» **原文**
##############################

AcWing 4. 【Java】多重背包问题 I
原题链接
简单
作者:
tt2767
,
2020-01-12 00:27:01
,
所有人可见
,
阅读 2174
/*
1. 状态定义: 已经选了1...i种物品且背包体积 <=j 时的最大值 -> 优化为f[j]
2. 状态计算: 以最后一次选i划分为选还是不选,根据遍历体积转化为选几次 即 f[j] = MAX (f[j - k* v[i]] + k*w[i] )
3. 边界:f[~] = 0
*/
import java.util.*;
public class Main{
void run(){
int n = jin.nextInt();
int m = jin.nextInt();
for (int i = 1 ; i <= n ; i++) {
v[i] = jin.nextInt();
w[i] = jin.nextInt();
s[i] = jin.nextInt();
}
int res = dp(n, m);
System.out.println(res);
}
int dp(int n, int m){
int[] f = new int[maxN];
for (int i = 1 ; i <= n ;i ++){
for (int j = m ; j >= v[i] ; j--){
for (int k = 0 ; k <= s[i] && k* v[i] <= j ;k++){
// 把最简单的完全背包改写下
f[j] = Math.max(f[j], f[j - k* v[i]] + k* w[i]);
}
}
}
return f[m];
}
int maxN = 1002;
int[] v = new int[maxN];
int[] w = new int[maxN];
int[] s = new int[maxN];
Scanner jin = new Scanner(System.in);
public static void main(String[] args) {new Main().run();}
}
改写的是0-1背包吗,完全背包是正序的呀

##############################

» **原始记录**
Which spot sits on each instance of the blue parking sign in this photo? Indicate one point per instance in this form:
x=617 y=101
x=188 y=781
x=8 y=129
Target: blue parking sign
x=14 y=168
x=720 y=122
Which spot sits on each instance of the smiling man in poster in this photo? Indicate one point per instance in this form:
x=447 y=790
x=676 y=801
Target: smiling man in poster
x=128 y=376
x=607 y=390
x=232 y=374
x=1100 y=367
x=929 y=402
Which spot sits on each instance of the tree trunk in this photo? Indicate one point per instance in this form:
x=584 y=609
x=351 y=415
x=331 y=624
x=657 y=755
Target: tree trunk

##############################

» **布置任务**
1/ 原文代码中 maxN 被设为多少?
2/ 把原文中从“AcWing 4. 【Java】多重背包问题”到“v[i]] + k*w[i] )”的这一段逐字照抄下来。
只根据原文作答。

» **所给答案**
1/ 1002

2/
AcWing 4. 【Java】多重背包问题 I
原题链接
简单
作者:
tt2767
,
2020-01-12 00:27:01
,
所有人可见
,
阅读 2174
/*
1. 状态定义: 已经选了1...i种物品且背包体积 <=j 时的最大值 -> 优化为f[j]
2. 状态计算: 以最后一次选i划分为选还是不选,根据遍历体积转化为选几次 即 f[j] = MAX (f[j - k* v[i]] + k*w[i] )